▶ _Aim_:
Show every line of the material that contains the string "blurred". Case counts.

▶ _Material supplied_:
/---

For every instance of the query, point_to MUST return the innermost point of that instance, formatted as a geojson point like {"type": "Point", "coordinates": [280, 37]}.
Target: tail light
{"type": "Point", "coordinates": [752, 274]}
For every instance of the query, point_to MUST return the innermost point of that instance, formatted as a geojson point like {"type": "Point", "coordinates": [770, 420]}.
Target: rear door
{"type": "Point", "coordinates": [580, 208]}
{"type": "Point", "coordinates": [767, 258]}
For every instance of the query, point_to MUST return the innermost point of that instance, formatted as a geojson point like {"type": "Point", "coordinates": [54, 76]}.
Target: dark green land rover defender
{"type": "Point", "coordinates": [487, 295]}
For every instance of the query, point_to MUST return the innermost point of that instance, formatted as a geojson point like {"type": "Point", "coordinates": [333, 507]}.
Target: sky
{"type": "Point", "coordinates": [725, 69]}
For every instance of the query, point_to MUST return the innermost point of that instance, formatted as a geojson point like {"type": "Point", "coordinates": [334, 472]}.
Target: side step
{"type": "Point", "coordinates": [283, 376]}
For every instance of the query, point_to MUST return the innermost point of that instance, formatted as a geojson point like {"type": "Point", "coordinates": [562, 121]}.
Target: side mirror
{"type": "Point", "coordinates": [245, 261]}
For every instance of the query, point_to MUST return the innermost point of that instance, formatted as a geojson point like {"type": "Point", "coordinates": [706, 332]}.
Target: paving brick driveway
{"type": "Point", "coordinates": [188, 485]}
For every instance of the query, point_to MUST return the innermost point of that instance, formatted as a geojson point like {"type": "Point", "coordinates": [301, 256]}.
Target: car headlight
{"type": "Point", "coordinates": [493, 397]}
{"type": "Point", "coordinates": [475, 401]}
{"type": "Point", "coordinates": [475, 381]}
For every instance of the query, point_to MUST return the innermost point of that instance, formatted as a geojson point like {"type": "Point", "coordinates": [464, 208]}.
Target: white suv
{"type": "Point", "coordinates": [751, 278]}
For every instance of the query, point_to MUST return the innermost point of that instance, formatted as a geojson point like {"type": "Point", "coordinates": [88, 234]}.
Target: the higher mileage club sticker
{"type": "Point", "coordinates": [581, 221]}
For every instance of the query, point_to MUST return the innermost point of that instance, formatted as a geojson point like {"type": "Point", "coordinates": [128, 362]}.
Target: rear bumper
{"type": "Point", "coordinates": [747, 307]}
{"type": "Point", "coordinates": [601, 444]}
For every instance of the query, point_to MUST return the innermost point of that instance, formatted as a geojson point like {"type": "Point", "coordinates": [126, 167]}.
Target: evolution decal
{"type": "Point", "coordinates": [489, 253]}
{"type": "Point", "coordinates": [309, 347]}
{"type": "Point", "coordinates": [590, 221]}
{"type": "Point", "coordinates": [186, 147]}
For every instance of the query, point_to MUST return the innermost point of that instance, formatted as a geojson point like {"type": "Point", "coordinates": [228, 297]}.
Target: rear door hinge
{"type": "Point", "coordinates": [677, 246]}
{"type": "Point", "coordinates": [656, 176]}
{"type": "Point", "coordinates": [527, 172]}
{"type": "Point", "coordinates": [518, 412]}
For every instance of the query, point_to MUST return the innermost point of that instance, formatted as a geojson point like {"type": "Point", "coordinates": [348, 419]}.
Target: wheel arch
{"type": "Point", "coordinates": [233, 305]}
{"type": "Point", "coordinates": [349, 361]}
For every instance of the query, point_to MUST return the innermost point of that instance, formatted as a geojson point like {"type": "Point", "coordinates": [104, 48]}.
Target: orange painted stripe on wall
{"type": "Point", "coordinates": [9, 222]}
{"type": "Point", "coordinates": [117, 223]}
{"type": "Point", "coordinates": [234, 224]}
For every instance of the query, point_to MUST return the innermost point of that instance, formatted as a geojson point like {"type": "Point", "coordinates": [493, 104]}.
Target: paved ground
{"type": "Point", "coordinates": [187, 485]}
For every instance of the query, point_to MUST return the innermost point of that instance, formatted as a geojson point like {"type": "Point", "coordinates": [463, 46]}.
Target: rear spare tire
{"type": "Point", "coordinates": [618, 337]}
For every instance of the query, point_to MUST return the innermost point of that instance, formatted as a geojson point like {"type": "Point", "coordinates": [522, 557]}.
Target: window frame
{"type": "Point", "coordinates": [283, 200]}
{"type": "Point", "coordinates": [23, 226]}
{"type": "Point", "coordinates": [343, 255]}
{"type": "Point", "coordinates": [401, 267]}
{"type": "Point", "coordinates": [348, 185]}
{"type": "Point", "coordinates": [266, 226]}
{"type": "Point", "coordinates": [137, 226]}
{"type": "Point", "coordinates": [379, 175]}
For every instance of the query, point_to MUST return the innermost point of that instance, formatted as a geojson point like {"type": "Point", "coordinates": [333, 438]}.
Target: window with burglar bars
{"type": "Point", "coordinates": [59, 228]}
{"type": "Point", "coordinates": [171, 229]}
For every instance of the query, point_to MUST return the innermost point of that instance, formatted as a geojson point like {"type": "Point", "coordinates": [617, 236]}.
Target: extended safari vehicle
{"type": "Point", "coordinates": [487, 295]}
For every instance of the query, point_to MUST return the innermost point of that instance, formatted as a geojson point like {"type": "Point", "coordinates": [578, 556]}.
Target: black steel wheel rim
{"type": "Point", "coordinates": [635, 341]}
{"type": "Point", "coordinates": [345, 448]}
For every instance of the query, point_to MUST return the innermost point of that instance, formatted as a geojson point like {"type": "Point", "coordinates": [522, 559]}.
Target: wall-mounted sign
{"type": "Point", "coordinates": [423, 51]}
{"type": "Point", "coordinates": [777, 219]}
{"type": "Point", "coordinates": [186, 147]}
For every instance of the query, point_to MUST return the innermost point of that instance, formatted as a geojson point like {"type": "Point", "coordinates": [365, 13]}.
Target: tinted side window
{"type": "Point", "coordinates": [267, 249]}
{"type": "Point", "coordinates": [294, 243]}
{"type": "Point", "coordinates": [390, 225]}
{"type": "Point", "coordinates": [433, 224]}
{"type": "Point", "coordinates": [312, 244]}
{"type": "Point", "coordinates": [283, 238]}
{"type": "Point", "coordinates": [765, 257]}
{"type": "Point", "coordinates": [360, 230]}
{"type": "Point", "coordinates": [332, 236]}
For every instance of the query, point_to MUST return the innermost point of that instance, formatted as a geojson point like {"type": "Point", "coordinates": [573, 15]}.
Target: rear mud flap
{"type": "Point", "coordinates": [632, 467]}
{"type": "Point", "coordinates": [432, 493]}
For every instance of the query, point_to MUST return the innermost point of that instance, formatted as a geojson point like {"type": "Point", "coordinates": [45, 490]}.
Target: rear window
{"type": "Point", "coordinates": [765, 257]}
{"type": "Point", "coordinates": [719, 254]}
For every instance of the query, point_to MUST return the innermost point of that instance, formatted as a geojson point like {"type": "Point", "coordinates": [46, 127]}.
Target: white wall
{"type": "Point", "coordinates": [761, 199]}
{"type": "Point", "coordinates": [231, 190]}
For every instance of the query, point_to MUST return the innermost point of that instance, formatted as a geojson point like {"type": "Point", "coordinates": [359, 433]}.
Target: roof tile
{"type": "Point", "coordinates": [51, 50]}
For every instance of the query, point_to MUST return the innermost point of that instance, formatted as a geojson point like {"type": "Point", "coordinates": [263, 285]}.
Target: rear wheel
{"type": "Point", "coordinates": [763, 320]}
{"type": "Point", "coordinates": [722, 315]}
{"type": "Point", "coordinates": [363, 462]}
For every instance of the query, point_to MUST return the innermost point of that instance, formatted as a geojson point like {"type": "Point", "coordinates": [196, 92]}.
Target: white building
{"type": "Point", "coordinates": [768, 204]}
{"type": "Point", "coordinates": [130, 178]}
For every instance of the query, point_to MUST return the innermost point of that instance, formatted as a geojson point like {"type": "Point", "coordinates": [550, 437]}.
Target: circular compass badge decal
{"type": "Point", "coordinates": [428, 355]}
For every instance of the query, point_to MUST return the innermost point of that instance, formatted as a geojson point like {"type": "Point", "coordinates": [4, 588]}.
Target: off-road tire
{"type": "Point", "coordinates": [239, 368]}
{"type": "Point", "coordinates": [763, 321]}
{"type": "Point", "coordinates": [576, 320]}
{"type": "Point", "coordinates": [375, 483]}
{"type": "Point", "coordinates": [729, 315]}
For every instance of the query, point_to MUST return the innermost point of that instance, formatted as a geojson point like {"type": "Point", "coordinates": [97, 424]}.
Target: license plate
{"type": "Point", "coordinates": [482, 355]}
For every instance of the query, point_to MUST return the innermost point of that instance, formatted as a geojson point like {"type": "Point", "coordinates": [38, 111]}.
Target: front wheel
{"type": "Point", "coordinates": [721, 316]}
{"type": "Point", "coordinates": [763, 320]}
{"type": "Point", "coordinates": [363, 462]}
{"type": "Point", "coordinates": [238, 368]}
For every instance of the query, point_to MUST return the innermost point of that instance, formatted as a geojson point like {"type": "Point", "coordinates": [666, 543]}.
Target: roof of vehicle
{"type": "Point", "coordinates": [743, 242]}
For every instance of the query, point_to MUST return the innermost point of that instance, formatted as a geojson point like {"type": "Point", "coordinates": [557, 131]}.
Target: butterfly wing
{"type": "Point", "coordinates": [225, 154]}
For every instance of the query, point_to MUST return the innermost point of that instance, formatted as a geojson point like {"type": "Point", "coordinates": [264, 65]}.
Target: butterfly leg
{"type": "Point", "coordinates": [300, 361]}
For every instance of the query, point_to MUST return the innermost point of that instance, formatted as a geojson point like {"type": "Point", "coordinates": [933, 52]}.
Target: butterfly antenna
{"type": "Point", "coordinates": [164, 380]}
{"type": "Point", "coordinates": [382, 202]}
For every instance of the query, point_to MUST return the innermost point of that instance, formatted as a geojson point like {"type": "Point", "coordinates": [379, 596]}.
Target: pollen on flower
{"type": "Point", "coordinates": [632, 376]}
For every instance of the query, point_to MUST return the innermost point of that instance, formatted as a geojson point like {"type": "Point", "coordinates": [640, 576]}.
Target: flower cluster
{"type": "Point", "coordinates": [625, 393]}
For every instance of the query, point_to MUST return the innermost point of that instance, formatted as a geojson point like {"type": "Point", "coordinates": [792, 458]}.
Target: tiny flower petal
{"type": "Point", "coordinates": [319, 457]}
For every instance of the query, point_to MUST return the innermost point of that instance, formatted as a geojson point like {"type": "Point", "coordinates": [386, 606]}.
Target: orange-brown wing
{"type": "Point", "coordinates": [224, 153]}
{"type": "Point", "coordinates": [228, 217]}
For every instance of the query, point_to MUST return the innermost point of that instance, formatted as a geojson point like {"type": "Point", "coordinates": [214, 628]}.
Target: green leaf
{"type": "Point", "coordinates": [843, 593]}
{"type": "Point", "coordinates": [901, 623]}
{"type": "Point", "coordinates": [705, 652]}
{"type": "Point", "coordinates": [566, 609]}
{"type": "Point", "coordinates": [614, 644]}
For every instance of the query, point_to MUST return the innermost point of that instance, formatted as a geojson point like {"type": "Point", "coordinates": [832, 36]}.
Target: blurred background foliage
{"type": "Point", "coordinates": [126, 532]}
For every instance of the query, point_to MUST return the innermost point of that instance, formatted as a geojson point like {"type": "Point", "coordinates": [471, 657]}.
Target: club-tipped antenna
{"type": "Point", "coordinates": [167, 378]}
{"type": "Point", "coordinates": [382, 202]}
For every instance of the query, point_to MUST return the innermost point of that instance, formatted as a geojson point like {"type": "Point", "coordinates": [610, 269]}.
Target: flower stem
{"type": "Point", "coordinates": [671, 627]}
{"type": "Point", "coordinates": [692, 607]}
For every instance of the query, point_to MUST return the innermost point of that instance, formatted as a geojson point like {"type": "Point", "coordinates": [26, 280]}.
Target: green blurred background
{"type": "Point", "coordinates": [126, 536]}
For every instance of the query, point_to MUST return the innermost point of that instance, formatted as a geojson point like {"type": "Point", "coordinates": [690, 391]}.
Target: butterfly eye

\---

▶ _Exercise solution_:
Target: blurred background foliage
Target: green blurred background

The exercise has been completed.